# Exercise materials:

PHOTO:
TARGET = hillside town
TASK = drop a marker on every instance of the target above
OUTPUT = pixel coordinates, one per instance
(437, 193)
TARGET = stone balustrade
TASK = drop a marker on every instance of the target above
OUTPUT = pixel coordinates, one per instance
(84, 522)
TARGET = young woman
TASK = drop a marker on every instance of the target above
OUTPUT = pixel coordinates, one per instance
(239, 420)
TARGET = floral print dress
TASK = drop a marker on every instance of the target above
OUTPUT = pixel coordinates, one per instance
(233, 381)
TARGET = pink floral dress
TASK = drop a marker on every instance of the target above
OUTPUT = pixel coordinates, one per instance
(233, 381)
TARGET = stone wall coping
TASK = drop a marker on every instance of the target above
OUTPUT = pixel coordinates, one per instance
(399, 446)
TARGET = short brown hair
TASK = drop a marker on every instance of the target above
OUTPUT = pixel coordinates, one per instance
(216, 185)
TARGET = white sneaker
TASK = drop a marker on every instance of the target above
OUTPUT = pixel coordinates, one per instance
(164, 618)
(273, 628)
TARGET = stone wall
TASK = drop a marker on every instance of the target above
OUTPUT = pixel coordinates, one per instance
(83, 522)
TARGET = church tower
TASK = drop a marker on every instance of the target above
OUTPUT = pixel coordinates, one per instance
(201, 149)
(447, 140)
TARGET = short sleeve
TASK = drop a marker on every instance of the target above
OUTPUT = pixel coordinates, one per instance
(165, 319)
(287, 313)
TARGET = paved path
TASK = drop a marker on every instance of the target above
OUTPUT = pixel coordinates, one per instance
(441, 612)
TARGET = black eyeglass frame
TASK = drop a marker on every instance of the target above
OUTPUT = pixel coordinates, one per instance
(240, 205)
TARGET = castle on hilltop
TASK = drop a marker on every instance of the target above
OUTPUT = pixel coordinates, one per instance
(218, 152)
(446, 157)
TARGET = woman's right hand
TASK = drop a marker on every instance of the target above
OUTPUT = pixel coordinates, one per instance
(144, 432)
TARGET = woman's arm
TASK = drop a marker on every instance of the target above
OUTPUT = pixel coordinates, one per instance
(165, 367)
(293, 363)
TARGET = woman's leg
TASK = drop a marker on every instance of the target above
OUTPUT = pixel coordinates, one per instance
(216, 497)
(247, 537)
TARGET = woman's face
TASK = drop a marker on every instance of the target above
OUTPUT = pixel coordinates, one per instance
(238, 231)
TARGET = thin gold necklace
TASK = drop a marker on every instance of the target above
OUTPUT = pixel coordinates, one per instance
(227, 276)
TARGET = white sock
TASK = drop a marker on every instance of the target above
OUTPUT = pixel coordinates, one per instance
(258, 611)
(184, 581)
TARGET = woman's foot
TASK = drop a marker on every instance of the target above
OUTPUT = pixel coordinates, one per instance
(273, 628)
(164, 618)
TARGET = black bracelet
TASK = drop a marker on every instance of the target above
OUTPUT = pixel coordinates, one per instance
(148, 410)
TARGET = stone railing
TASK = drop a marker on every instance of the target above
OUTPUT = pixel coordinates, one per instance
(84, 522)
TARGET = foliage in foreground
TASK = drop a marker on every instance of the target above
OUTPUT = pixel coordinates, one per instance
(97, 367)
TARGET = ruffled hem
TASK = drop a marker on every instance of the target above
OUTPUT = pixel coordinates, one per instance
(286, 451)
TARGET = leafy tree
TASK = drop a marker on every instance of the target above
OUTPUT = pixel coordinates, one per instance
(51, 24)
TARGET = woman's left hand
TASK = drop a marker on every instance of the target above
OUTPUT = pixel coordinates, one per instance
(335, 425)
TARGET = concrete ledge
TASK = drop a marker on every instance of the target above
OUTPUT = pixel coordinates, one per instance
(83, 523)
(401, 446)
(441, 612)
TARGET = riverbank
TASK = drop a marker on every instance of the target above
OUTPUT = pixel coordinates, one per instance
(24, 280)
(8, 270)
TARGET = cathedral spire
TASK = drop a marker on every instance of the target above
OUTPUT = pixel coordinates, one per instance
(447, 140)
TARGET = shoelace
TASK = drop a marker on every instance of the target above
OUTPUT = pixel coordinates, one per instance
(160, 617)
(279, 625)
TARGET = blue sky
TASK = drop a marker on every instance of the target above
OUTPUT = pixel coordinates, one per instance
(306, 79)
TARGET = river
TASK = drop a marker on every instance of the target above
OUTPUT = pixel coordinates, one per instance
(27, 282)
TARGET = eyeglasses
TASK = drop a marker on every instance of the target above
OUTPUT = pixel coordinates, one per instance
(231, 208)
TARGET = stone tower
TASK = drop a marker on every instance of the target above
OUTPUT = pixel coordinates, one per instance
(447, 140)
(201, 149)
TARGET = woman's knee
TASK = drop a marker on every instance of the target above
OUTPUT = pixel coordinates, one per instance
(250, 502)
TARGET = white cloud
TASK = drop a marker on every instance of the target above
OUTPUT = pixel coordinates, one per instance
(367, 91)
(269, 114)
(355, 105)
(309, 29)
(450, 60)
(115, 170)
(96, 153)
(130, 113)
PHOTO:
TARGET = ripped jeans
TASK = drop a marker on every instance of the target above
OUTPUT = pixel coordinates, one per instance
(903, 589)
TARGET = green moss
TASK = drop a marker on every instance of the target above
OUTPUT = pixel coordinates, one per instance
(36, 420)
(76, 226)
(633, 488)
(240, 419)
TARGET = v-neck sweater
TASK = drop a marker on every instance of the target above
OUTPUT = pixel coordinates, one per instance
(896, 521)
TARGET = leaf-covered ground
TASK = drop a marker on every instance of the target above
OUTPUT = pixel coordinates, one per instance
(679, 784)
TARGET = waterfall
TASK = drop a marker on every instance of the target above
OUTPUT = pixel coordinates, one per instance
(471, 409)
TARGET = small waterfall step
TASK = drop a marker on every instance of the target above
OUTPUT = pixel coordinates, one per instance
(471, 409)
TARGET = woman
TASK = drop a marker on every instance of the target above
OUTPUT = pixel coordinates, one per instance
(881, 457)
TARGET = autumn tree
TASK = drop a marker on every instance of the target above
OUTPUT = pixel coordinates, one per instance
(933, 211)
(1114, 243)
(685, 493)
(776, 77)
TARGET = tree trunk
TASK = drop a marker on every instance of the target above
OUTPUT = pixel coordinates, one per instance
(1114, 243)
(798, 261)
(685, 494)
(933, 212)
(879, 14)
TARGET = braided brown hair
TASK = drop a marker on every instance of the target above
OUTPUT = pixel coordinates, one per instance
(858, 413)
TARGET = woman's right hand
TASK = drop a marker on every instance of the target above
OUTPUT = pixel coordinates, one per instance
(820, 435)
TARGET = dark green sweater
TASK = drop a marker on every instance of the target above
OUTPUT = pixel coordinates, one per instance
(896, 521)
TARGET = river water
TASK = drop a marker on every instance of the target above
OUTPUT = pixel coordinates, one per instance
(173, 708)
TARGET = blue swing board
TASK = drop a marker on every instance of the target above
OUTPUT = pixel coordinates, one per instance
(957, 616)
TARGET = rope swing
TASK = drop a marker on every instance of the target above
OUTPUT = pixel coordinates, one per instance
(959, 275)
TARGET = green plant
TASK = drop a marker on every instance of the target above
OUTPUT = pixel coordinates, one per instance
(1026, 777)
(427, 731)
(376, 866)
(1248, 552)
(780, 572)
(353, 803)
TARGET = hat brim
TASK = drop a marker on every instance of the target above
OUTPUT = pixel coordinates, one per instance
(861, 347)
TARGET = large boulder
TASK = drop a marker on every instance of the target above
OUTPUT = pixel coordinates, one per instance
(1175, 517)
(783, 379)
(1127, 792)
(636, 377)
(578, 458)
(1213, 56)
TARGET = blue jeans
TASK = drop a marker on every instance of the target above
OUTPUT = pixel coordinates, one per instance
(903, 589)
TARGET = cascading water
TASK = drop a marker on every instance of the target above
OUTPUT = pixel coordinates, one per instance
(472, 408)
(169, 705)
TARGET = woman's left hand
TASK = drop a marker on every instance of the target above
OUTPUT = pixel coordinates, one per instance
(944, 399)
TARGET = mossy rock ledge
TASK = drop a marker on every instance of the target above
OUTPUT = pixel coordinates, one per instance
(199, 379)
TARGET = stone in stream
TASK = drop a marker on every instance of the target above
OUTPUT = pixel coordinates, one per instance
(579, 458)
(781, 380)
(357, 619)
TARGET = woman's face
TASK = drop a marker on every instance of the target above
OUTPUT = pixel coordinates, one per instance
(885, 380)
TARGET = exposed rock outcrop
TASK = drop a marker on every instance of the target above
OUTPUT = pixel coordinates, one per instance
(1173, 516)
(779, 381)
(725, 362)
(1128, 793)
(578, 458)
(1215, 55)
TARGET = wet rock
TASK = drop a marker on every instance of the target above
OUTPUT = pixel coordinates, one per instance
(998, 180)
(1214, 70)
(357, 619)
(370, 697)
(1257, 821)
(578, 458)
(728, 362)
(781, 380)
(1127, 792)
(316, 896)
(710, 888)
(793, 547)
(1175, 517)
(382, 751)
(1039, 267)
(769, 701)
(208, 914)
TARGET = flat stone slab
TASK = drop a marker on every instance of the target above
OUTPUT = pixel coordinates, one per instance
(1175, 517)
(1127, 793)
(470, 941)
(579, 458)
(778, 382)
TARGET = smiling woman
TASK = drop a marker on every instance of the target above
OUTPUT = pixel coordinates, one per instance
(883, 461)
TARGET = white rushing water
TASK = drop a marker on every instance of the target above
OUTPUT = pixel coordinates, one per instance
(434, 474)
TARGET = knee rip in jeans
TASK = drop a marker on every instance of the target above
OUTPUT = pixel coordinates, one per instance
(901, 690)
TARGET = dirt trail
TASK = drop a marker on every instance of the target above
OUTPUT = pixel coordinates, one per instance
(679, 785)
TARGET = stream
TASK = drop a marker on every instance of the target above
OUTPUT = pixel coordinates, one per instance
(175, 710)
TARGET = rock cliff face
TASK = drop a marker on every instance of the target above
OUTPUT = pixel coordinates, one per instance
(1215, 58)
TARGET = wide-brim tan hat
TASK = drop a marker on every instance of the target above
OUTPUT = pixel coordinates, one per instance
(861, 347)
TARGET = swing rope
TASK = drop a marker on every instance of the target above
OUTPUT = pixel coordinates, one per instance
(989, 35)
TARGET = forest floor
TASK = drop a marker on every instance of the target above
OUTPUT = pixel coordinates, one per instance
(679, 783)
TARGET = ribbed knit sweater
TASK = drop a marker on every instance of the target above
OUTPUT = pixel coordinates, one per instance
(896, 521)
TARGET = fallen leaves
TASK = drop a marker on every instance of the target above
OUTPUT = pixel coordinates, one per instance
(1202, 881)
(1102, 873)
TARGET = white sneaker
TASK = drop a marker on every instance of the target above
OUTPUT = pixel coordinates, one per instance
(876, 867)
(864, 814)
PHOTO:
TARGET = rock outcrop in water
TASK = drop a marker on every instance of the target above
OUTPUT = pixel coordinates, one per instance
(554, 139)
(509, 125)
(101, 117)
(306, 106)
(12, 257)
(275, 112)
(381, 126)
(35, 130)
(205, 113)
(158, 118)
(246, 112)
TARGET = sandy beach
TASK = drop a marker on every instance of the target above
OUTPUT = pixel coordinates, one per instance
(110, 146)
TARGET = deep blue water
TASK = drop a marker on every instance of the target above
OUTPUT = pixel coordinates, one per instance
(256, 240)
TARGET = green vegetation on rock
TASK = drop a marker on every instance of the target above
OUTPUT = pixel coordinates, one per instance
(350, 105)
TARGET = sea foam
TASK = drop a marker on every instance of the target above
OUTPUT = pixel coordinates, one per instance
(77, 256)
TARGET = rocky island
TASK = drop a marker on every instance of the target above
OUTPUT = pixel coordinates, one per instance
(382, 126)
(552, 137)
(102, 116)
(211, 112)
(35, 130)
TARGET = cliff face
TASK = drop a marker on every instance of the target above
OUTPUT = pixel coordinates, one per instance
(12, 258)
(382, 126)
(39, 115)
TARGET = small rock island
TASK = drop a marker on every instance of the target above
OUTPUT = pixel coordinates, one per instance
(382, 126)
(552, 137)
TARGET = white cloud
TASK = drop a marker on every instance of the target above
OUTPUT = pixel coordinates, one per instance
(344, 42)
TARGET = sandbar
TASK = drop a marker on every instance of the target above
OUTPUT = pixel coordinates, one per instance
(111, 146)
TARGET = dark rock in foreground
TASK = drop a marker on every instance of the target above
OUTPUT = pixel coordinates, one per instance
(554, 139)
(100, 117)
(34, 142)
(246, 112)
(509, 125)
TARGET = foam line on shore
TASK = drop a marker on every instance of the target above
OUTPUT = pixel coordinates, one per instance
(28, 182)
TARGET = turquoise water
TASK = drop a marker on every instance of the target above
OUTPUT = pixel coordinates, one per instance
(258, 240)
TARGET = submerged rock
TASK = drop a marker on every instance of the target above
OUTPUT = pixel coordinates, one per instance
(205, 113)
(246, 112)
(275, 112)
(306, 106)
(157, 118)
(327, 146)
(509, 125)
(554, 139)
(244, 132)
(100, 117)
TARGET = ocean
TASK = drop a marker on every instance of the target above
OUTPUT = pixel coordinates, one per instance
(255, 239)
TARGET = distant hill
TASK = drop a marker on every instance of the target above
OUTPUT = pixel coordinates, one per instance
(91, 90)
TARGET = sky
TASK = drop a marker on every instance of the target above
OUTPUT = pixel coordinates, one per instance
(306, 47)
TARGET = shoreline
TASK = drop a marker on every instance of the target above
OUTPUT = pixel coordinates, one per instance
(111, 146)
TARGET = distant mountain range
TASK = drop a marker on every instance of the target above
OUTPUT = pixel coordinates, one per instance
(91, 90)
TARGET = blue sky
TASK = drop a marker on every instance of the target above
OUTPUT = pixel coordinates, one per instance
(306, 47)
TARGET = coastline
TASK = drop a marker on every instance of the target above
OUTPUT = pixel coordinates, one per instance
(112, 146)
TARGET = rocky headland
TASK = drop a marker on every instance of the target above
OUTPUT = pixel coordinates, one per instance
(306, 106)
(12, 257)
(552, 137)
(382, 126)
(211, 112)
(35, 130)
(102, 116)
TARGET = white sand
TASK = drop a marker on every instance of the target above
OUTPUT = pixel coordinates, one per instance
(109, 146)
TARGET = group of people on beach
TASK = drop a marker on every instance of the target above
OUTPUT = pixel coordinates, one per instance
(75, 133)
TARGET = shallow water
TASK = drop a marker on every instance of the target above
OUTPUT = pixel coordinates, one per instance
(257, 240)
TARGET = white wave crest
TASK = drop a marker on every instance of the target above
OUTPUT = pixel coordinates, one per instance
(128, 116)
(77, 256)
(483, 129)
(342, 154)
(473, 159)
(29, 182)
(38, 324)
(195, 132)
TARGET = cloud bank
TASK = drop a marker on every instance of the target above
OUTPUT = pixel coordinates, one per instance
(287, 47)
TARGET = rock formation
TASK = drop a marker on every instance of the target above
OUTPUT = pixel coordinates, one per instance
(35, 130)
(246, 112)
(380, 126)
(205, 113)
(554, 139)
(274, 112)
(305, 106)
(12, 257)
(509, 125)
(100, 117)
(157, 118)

# About this task:
Search the data above for lines holding "rocky" and copy each of them.

# Reply to the exercise:
TARGET = rocky island
TARGET = rocky headland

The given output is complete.